--- start Text ---

The Research Methodology Course is intended to provide an in-depth examination of research methodology as a science and practice of producing knowledge. Accordingly, the course introduces students to useful concepts regarding the science of research. The course includes an understanding of conceptualization and development of conceptual frameworks that guide the formulation of research questions and the choice of research methodology. That is to say, the course serves as a foundational way of introducing students to the science and techniques of producing scientific knowledge.

An attempt is made to assist the students towards being able to write a proper research topic and sound statement of a research problem, carry out a systematic review of related literature, select method/s of collecting, analyze and interpret the research data. It is expected that students will understand how to produce a reasonable piece of research work and be able to read more advanced texts with better understanding.

--- end Text ---
--- start Supplied material ---

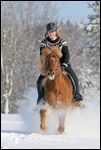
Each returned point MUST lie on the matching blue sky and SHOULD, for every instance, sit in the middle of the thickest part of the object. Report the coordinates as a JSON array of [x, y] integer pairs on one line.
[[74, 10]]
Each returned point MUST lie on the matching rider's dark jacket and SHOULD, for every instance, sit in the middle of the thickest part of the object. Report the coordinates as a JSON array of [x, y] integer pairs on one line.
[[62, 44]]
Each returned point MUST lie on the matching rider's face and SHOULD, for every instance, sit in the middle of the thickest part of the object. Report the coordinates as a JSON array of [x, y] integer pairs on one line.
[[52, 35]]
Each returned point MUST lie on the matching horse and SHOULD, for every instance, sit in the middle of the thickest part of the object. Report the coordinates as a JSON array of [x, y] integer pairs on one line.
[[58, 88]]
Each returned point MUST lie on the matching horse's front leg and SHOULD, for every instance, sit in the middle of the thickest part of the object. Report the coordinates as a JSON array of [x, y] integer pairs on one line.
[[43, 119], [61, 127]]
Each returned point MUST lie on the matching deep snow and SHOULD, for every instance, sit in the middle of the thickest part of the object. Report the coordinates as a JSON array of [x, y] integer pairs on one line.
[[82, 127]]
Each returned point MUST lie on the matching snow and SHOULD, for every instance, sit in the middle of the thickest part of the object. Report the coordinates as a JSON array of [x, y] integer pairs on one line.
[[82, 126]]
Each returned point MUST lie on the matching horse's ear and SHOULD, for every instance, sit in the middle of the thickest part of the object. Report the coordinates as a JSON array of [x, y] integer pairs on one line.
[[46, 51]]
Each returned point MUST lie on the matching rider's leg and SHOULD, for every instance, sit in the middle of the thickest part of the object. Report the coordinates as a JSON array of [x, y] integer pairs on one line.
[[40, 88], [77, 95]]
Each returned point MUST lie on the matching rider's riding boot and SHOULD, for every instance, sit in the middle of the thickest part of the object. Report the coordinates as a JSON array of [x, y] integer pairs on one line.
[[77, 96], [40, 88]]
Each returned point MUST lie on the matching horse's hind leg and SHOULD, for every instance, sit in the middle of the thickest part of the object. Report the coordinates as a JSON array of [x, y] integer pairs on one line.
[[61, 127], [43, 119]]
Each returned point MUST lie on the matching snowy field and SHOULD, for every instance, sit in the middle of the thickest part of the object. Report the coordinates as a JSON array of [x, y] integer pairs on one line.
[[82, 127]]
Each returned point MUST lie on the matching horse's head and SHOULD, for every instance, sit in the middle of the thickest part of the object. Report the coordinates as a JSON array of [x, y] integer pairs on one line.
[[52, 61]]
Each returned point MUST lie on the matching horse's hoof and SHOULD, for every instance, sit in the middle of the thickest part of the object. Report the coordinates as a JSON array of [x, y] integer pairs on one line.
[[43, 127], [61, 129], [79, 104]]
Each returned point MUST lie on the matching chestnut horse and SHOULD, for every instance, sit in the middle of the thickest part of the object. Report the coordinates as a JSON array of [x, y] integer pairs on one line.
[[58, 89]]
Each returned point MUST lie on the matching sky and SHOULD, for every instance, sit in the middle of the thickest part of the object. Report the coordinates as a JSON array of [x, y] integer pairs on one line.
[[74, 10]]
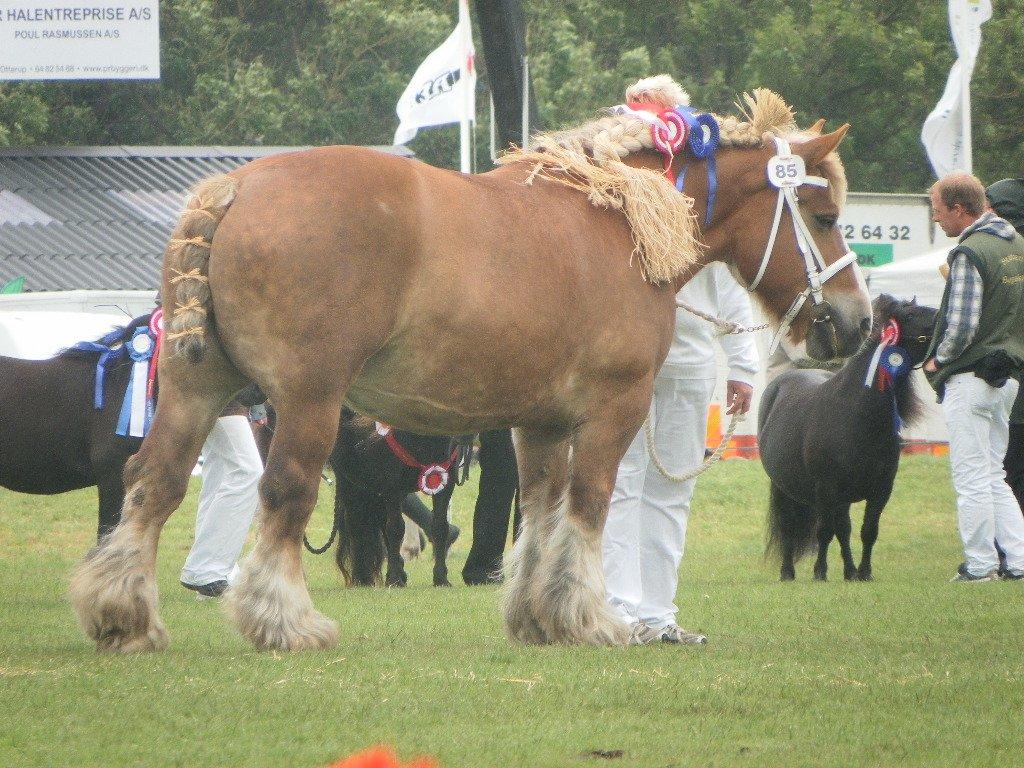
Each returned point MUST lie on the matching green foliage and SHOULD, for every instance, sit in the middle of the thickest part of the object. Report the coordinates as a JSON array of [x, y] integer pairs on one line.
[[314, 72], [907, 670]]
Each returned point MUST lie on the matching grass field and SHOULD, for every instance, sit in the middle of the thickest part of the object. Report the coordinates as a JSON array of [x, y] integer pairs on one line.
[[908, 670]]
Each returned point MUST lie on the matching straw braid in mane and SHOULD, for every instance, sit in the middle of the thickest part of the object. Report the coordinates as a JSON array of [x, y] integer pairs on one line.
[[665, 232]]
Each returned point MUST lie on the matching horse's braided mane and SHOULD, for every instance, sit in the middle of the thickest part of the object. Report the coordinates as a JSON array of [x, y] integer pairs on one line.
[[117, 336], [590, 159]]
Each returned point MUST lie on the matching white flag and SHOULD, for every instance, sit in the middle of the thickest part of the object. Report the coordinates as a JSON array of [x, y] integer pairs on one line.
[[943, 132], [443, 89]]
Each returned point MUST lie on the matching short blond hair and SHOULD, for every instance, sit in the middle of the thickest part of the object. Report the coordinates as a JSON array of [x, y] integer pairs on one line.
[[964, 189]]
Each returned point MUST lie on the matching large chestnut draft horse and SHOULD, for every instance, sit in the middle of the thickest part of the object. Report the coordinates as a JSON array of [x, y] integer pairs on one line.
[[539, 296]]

--- end Supplied material ---

## Goal A
Answer these questions from the course description:
(i) As what does the course examine research methodology?
(ii) What do conceptual frameworks guide, according to the course description?
(iii) Apart from producing a reasonable piece of research work, what are students expected to be able to do?
## Goal B
Switch "thickest part" to "widest part" in the records from the line with "Each returned point MUST lie on the matching grass" through the end of the records, and give only those lines with nothing else changed.
The records are unrelated to the text.

## Complete answer A
(i) As a science and practice of producing knowledge.
(ii) The formulation of research questions and the choice of research methodology.
(iii) Read more advanced texts with better understanding.

## Complete answer B
Each returned point MUST lie on the matching grass field and SHOULD, for every instance, sit in the middle of the widest part of the object. Report the coordinates as a JSON array of [x, y] integer pairs on one line.
[[908, 670]]
Each returned point MUST lie on the matching straw braid in mane and SHOULD, for every instance, sit in the middle of the widest part of the object. Report the coordinates as a JSON array of [x, y] integer pairs on one line.
[[665, 232]]
Each returned point MUST lie on the matching horse's braided mane and SHOULD, for every instance, sit in the middle of the widest part of the object. Report the coordinates as a JSON array of [x, y] integer pairs on one line.
[[117, 336], [590, 159]]
Each returned point MUST lie on the matching white flag and SHOULD, for every instance, sit in the middle of the widest part of the object. Report the coordinates as a JSON array of [x, y] integer pairs on one line.
[[943, 132], [443, 89]]
Each returned point MUST lie on the matching short blond hair and SHOULD, for every instance, sit in the middle of the widest part of the object. Report the coordinates as a JSON array of [x, y] integer pairs on one line.
[[964, 189]]
Each returned point MUST lie on the matching large chestnut draft horse and SHOULD, for every instance, sit in the middle of the widest part of the object. Report the coordinates as a JSON array of [x, y] integer pairs on one line.
[[539, 296]]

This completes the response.